Aim: Rewrite all of the material below, request lines included, with every coordinate in the answers multiplied by 1.25. Round each result to a whole number, rounding halves up.

Data entries:
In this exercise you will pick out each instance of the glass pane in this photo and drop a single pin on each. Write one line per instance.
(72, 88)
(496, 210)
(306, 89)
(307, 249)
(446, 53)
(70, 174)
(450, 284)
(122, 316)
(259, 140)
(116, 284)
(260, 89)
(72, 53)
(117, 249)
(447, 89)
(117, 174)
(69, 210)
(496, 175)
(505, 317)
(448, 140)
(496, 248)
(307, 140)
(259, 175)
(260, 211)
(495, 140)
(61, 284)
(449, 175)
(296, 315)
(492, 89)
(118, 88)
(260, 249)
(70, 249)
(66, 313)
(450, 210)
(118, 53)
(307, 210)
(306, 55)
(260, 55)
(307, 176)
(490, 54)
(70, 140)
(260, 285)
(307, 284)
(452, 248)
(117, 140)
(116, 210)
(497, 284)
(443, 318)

Task result:
In this exercise you will pick out each instance of the glass pane in this photo and drop a single pin on each. Write one line per instance.
(90, 110)
(620, 263)
(383, 111)
(384, 311)
(558, 66)
(88, 218)
(563, 355)
(153, 395)
(324, 175)
(145, 355)
(325, 111)
(90, 66)
(146, 311)
(559, 111)
(146, 218)
(86, 263)
(620, 219)
(631, 396)
(560, 175)
(620, 310)
(384, 175)
(324, 219)
(325, 264)
(619, 175)
(76, 355)
(561, 219)
(370, 394)
(615, 111)
(148, 110)
(325, 311)
(88, 311)
(83, 391)
(563, 263)
(148, 66)
(384, 263)
(383, 69)
(325, 69)
(384, 220)
(613, 68)
(88, 175)
(325, 356)
(384, 355)
(565, 310)
(146, 175)
(145, 263)
(621, 355)
(554, 398)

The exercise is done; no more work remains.